Lay out everything from the start of the entries down to and including the line containing "[[18, 209], [115, 153], [374, 46], [352, 164], [469, 113]]" as a numbered list, one line per item, with blank lines omitted.
═══ TASK INPUT
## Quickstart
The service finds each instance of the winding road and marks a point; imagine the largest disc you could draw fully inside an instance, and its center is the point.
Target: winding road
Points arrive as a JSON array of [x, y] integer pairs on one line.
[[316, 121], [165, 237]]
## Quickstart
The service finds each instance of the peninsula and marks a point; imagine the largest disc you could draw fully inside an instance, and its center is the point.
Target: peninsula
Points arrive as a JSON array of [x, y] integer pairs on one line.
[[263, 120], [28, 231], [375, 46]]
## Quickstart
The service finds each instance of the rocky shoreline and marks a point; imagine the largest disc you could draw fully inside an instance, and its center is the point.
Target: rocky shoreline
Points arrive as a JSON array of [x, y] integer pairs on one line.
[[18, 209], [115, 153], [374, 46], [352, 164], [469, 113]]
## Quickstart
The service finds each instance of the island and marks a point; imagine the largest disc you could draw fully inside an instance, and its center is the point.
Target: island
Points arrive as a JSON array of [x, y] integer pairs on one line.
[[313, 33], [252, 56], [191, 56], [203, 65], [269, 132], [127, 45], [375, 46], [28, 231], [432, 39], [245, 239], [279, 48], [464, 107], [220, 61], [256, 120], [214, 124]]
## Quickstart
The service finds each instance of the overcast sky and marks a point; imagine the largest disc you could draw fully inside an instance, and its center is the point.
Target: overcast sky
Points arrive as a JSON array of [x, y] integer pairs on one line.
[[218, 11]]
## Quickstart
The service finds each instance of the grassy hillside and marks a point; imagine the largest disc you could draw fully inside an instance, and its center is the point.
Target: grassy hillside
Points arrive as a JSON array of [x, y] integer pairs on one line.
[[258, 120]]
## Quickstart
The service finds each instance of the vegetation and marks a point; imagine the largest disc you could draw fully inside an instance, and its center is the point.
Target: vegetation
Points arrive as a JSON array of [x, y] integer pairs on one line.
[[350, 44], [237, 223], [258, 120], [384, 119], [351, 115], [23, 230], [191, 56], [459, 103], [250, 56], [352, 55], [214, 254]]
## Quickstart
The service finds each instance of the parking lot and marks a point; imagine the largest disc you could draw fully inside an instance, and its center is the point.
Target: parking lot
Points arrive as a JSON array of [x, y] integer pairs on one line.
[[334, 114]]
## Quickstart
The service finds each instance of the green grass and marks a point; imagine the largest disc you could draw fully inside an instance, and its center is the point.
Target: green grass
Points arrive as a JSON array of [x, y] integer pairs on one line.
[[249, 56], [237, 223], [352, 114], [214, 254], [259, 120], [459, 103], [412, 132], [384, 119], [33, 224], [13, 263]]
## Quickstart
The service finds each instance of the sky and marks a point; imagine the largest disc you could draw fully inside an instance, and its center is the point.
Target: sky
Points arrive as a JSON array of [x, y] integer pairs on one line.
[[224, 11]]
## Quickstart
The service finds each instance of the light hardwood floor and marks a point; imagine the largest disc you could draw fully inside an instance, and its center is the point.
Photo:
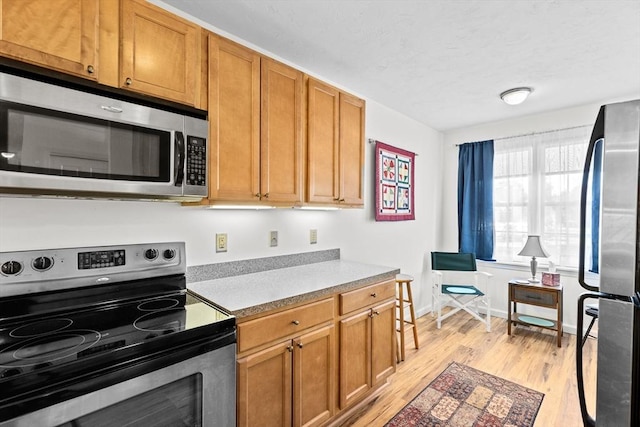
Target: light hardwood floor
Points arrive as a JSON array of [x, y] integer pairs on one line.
[[528, 357]]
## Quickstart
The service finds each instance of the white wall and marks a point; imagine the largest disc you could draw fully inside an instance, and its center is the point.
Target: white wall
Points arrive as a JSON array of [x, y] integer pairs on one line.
[[448, 237]]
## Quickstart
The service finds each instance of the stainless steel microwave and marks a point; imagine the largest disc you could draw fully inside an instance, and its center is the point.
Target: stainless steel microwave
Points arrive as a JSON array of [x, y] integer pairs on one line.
[[60, 141]]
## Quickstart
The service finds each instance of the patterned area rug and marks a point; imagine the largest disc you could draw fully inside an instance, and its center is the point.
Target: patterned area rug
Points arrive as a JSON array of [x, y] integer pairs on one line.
[[463, 397]]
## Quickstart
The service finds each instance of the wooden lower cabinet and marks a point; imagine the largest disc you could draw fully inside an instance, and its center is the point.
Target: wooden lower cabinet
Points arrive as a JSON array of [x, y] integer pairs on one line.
[[367, 355], [290, 383], [293, 370]]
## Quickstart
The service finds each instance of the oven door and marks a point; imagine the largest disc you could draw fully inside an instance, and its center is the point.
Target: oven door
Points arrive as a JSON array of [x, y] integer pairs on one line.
[[199, 391]]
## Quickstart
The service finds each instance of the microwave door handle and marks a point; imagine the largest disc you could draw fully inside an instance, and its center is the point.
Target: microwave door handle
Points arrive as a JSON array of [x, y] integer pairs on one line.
[[597, 133], [178, 166], [587, 419]]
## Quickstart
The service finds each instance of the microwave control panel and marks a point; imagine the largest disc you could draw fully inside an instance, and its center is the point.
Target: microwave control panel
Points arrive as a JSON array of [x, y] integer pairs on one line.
[[196, 161]]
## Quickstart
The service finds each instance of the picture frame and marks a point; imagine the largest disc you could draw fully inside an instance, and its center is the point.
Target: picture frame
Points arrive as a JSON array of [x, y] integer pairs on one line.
[[394, 183]]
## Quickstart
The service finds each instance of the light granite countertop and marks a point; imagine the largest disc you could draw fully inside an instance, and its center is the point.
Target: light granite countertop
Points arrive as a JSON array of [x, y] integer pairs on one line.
[[249, 294]]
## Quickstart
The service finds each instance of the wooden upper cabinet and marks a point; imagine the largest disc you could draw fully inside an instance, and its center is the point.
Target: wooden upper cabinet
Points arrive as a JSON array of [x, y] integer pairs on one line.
[[160, 53], [255, 116], [335, 146], [234, 121], [60, 35], [281, 132], [351, 150], [323, 167]]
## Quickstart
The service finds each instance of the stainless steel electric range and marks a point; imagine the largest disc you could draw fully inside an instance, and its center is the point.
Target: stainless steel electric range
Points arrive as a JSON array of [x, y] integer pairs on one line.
[[110, 336]]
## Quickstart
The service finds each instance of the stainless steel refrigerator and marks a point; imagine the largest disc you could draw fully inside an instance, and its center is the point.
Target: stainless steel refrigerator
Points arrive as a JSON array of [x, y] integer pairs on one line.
[[617, 131]]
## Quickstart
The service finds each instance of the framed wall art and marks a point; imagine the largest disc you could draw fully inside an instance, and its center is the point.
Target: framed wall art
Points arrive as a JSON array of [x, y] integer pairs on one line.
[[394, 183]]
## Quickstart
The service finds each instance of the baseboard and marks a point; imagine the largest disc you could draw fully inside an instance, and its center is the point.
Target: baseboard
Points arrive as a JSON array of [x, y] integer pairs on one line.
[[570, 329]]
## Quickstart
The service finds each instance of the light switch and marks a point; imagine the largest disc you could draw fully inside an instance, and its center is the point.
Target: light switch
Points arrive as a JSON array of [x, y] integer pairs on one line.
[[221, 242]]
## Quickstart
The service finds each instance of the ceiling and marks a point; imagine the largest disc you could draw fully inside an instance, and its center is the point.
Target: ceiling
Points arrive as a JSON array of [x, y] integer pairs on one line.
[[445, 62]]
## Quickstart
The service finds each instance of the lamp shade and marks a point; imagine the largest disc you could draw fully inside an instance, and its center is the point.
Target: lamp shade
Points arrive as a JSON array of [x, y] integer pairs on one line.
[[533, 247]]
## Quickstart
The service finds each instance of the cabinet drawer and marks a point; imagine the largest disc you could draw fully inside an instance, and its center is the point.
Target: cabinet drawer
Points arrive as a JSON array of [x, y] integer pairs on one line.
[[354, 300], [529, 296], [269, 328]]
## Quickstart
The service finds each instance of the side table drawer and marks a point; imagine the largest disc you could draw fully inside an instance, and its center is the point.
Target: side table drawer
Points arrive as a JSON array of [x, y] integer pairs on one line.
[[535, 297]]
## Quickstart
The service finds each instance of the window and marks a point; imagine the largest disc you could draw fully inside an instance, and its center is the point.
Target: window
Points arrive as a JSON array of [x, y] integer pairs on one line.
[[537, 181]]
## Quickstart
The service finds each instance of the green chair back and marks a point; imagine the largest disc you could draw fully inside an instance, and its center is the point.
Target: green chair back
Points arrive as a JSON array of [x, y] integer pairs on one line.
[[455, 261]]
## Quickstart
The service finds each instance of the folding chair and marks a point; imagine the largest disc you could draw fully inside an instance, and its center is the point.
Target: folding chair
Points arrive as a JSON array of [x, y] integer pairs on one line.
[[458, 269]]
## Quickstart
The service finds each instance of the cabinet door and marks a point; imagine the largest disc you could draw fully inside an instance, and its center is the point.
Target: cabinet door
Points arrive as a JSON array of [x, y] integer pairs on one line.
[[264, 387], [355, 357], [61, 35], [281, 133], [351, 150], [322, 143], [313, 378], [160, 53], [234, 121], [383, 357]]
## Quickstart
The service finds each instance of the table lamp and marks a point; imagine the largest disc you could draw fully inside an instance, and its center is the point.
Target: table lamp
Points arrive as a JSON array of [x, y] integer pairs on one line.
[[533, 248]]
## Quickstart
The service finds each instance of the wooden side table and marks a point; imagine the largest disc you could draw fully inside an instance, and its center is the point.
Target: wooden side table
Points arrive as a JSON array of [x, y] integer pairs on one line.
[[538, 295]]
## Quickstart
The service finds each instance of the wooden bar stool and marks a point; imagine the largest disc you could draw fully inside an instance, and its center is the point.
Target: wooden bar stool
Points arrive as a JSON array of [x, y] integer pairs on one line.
[[402, 304]]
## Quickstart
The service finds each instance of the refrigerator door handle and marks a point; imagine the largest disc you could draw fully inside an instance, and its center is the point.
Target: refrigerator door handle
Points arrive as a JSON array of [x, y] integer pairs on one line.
[[596, 134], [587, 419]]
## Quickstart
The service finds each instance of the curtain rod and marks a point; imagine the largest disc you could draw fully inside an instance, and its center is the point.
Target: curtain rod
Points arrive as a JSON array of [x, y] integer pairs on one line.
[[532, 133]]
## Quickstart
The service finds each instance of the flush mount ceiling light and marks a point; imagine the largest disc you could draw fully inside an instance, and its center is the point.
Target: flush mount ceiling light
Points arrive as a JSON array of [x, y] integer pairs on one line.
[[515, 96]]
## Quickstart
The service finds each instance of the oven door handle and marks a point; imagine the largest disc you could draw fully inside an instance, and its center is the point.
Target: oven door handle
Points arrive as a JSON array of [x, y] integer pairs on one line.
[[178, 166]]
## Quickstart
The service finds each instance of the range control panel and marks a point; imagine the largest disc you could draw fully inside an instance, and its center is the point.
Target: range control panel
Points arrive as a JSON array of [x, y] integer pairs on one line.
[[101, 259], [24, 272]]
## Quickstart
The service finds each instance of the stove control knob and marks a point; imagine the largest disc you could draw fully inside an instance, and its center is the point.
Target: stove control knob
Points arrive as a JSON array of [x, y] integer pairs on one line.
══════
- **COMPLETE OUTPUT**:
1. ## Quickstart
2. The service finds each instance of the winding road and marks a point; imagine the largest disc you could draw fully inside an instance, and its center is the point.
3. Target: winding road
4. Points arrive as a JSON array of [x, y] integer pairs on one line.
5. [[316, 121], [165, 237]]
6. ## Quickstart
7. The service finds each instance of the peninsula and marks a point; imagine the largest disc you could draw fully inside an instance, and its center is the point.
8. Target: peninsula
9. Points arrive as a JSON array of [x, y] integer pairs on one line.
10. [[263, 120], [28, 231], [375, 46]]
11. ## Quickstart
12. The service finds each instance of the rocky shoreline and marks a point; imagine the largest disc you could draw fully inside an instance, and its center is the point.
13. Target: rocky shoreline
14. Points arrive as a JSON array of [x, y] integer pairs on one line.
15. [[18, 209], [115, 153], [374, 46], [352, 164], [469, 113]]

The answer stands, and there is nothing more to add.